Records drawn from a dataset
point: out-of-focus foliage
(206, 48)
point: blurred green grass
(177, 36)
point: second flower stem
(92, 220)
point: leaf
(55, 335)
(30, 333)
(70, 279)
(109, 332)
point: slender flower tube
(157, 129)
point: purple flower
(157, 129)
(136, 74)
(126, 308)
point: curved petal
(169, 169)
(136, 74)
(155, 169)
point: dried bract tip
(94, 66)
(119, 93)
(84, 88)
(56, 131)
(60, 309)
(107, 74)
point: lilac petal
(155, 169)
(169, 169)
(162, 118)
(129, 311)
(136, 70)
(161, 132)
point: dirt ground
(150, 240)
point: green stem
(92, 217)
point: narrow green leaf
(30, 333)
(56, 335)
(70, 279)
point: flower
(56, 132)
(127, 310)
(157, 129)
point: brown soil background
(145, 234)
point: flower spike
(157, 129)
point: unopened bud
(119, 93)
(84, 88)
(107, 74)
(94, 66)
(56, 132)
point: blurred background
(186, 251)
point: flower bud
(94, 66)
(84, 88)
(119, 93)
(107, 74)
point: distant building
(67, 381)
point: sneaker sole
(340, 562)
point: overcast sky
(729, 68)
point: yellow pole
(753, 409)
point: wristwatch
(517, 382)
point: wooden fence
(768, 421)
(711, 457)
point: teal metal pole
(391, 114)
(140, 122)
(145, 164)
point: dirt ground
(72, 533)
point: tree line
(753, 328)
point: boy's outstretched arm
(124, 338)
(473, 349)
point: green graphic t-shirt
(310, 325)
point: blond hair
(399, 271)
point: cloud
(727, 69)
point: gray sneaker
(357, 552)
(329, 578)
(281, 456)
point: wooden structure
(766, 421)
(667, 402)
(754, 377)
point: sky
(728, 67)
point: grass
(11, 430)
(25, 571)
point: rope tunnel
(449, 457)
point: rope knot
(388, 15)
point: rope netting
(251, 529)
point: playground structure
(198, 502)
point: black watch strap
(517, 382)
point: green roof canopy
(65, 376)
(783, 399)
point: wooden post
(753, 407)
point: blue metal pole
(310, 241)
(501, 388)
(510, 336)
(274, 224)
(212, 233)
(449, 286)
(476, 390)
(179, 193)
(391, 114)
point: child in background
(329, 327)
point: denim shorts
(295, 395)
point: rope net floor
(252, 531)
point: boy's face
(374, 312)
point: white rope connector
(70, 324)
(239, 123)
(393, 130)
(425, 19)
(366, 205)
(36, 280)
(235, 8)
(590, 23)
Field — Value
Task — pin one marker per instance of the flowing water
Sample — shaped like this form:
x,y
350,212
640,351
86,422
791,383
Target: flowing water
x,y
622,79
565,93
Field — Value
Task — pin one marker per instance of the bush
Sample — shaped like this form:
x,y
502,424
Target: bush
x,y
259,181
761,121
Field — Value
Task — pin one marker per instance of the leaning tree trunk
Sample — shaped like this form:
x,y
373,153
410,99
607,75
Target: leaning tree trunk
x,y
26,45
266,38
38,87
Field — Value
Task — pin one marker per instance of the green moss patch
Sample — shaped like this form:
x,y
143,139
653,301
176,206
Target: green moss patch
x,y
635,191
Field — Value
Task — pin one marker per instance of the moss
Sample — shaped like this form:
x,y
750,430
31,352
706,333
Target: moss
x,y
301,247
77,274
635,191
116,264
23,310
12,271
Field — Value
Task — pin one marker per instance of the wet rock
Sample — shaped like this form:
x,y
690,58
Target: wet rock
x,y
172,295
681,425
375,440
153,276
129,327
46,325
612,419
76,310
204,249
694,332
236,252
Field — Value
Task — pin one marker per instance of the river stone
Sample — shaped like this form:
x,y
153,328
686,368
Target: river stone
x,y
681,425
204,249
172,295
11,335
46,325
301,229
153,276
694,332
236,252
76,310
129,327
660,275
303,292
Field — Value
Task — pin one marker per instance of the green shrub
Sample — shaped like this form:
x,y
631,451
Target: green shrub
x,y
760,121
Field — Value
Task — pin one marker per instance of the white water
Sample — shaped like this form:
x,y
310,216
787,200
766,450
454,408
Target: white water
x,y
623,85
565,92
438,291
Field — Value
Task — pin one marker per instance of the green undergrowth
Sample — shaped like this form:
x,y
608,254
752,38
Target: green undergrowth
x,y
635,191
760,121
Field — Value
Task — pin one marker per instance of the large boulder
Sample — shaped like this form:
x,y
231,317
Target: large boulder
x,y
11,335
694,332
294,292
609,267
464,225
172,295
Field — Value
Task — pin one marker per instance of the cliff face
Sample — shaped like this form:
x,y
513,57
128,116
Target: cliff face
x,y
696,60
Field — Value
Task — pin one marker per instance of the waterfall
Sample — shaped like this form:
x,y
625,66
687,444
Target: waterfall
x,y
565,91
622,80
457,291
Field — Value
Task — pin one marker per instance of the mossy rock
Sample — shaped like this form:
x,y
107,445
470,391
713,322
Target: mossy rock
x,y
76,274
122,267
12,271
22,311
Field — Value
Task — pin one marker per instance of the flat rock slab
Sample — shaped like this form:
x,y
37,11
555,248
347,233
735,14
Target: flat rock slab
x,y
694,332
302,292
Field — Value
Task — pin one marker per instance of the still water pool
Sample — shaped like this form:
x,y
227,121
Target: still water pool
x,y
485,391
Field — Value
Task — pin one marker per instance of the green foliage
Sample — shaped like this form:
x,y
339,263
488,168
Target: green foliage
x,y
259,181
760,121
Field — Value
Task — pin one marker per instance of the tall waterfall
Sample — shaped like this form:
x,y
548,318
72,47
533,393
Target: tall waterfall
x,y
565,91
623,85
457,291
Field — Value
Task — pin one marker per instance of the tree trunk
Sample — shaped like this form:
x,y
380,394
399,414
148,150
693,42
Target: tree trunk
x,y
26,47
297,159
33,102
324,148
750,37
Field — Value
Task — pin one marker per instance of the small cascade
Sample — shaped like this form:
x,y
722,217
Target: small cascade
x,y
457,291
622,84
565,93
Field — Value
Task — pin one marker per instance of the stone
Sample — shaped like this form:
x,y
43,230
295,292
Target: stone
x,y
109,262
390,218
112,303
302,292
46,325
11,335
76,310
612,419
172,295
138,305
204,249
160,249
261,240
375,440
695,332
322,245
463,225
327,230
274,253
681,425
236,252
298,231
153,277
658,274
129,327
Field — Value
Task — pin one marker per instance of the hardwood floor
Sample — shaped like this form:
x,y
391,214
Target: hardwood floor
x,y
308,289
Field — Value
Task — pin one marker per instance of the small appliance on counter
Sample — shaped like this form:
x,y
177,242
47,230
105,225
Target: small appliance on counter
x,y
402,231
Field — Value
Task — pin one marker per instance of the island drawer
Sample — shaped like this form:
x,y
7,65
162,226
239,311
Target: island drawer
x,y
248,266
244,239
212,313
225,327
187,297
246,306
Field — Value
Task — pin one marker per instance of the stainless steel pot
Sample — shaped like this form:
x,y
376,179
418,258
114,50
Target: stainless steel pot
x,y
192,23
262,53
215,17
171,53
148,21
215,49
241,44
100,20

Try it:
Keep the wording exact. Give all of the records again.

Result:
point: out-of-focus foliage
(206, 48)
point: blurred green grass
(177, 36)
point: second flower stem
(92, 220)
point: leaf
(55, 335)
(30, 333)
(70, 279)
(109, 332)
point: slender flower tube
(157, 129)
point: purple flower
(157, 129)
(136, 74)
(126, 308)
point: curved petal
(169, 169)
(136, 74)
(155, 169)
point: dried bract tip
(94, 66)
(119, 93)
(84, 88)
(56, 131)
(60, 309)
(107, 74)
point: lilac petal
(155, 169)
(169, 169)
(162, 118)
(129, 311)
(136, 70)
(161, 132)
point: dirt ground
(150, 240)
point: green stem
(92, 217)
point: narrow green leaf
(30, 333)
(56, 335)
(70, 279)
point: flower
(56, 132)
(127, 310)
(157, 129)
point: brown soil background
(145, 234)
point: flower spike
(157, 129)
point: unopened bud
(119, 93)
(84, 88)
(107, 74)
(94, 66)
(56, 132)
point: blurred background
(186, 251)
point: flower bud
(94, 66)
(84, 88)
(119, 93)
(107, 74)
point: distant building
(67, 381)
point: sneaker sole
(340, 562)
point: overcast sky
(729, 68)
point: yellow pole
(753, 409)
point: wristwatch
(517, 382)
point: wooden fence
(768, 421)
(711, 457)
point: teal metal pole
(391, 114)
(140, 122)
(145, 164)
point: dirt ground
(72, 533)
point: tree line
(753, 328)
point: boy's outstretched arm
(124, 338)
(473, 349)
point: green graphic t-shirt
(310, 325)
point: blond hair
(399, 271)
point: cloud
(727, 69)
point: gray sneaker
(357, 552)
(329, 578)
(281, 456)
point: wooden structure
(766, 421)
(667, 402)
(754, 377)
point: sky
(728, 67)
point: grass
(11, 430)
(25, 571)
point: rope tunnel
(449, 457)
point: rope knot
(388, 15)
point: rope netting
(251, 529)
point: playground structure
(198, 502)
point: black watch strap
(517, 382)
point: green roof canopy
(65, 376)
(783, 399)
point: wooden post
(753, 407)
point: blue metal pole
(310, 241)
(501, 388)
(510, 336)
(274, 224)
(212, 233)
(449, 286)
(476, 390)
(179, 193)
(391, 114)
point: child in background
(329, 327)
point: denim shorts
(295, 395)
point: rope net floor
(252, 531)
point: boy's face
(374, 312)
point: white rope connector
(70, 324)
(239, 123)
(393, 130)
(425, 19)
(366, 205)
(36, 280)
(235, 8)
(590, 23)
Field — Value
Task — pin one marker per instance of the flowing water
Sample — shaped like this form:
x,y
350,212
640,351
86,422
791,383
Target: flowing water
x,y
622,79
565,93
Field — Value
Task — pin one marker per instance of the bush
Sample — shaped like this form:
x,y
502,424
Target: bush
x,y
259,181
761,121
Field — Value
Task — pin one marker per instance of the leaning tree trunk
Sample — shaped like this form:
x,y
373,153
410,99
607,75
Target: leaning tree trunk
x,y
26,45
266,38
38,87
Field — Value
Task — pin one marker per instance of the green moss patch
Sample — shaped like this form:
x,y
143,139
653,301
176,206
Target: green moss patch
x,y
635,191
Field — Value
Task — pin one marker per instance of the moss
Sample — shaped like this form:
x,y
750,430
31,352
706,333
Target: moss
x,y
301,247
77,274
635,191
116,264
23,310
12,271
Field — Value
Task — pin one marker per instance of the wet rock
Sample — shaped like this form:
x,y
690,58
Target: wet rock
x,y
172,295
681,425
375,440
153,276
129,327
46,325
612,419
76,310
204,249
694,332
236,252
Field — Value
Task — pin one marker per instance of the river stone
Sample — shaped like this form:
x,y
153,328
686,368
Target: river stone
x,y
681,425
204,249
172,295
11,335
46,325
301,229
153,276
694,332
236,252
76,310
129,327
660,275
303,292
Field — Value
Task — pin one marker per instance of the green shrub
Sample — shaped like this form:
x,y
631,451
Target: green shrub
x,y
760,121
Field — Value
Task — pin one marker per instance of the white water
Sample — shaped like this form:
x,y
310,216
787,200
766,450
454,408
Target: white water
x,y
623,85
565,92
438,291
Field — Value
Task — pin one marker per instance of the green undergrowth
Sample — shaped like this form:
x,y
608,254
752,38
Target: green undergrowth
x,y
635,191
760,121
Field — Value
Task — pin one marker per instance of the large boulder
Sample — shaped like this form:
x,y
231,317
Target: large boulder
x,y
11,335
694,332
294,292
609,267
464,225
172,295
Field — Value
Task — pin one marker per instance of the cliff face
Sample — shaped like this form:
x,y
513,57
128,116
Target: cliff face
x,y
696,60
Field — Value
Task — pin one marker per instance of the waterfall
Sample — shaped like this form:
x,y
625,66
687,444
Target: waterfall
x,y
565,91
622,80
457,291
Field — Value
Task — pin one marker per instance of the mossy rock
Sample — shaped like this form:
x,y
107,445
470,391
713,322
Target: mossy rock
x,y
76,274
122,267
12,271
22,311
Field — Value
Task — pin one marker per instance of the flat rock slab
Sample — shaped like this form:
x,y
37,11
555,248
347,233
735,14
Target: flat rock slab
x,y
694,332
302,292
Field — Value
Task — pin one marker per instance of the still water pool
Sample — shaped like this form:
x,y
227,121
Target: still water pool
x,y
485,391
Field — Value
Task — pin one marker per instance of the green foliage
Sample — shaped like this form:
x,y
339,263
488,168
Target: green foliage
x,y
259,181
760,121
Field — Value
Task — pin one marker per instance of the tall waterfall
Sample — shaped like this form:
x,y
548,318
72,47
533,393
Target: tall waterfall
x,y
565,91
623,85
457,291
Field — Value
Task — pin one marker per instance of the tree trunk
Sample — shaped like this form:
x,y
380,394
399,414
148,150
693,42
Target: tree trunk
x,y
26,47
297,159
33,102
324,148
750,37
Field — Value
Task — pin one marker per instance of the small cascade
Sample — shaped like this form:
x,y
722,217
Target: small cascade
x,y
457,291
622,84
565,93
Field — Value
Task — pin one marker per instance of the stone
Sample — shaped like this form:
x,y
43,230
295,292
Target: stone
x,y
109,262
390,218
112,303
302,292
46,325
11,335
76,310
612,419
172,295
138,305
204,249
160,249
261,240
375,440
695,332
322,245
463,225
327,230
274,253
681,425
236,252
298,231
153,277
658,274
129,327
Field — Value
Task — pin one marker per instance of the hardwood floor
Sample — shaped like this form:
x,y
391,214
Target: hardwood floor
x,y
308,289
Field — Value
Task — pin one marker per instance of the small appliance on counter
Sample — shaped like this form:
x,y
177,242
47,230
105,225
Target: small appliance on counter
x,y
402,231
Field — Value
Task — pin one marker per instance of the island drawer
Sample — shaped like this form:
x,y
7,65
162,226
239,311
Target: island drawer
x,y
248,266
244,239
212,313
225,327
187,297
246,306
Field — Value
Task — pin one marker per instance of the stainless steel pot
Sample — shaped like this form:
x,y
376,179
418,258
114,50
Target: stainless steel pot
x,y
192,23
262,53
215,17
171,53
148,21
215,49
241,44
100,20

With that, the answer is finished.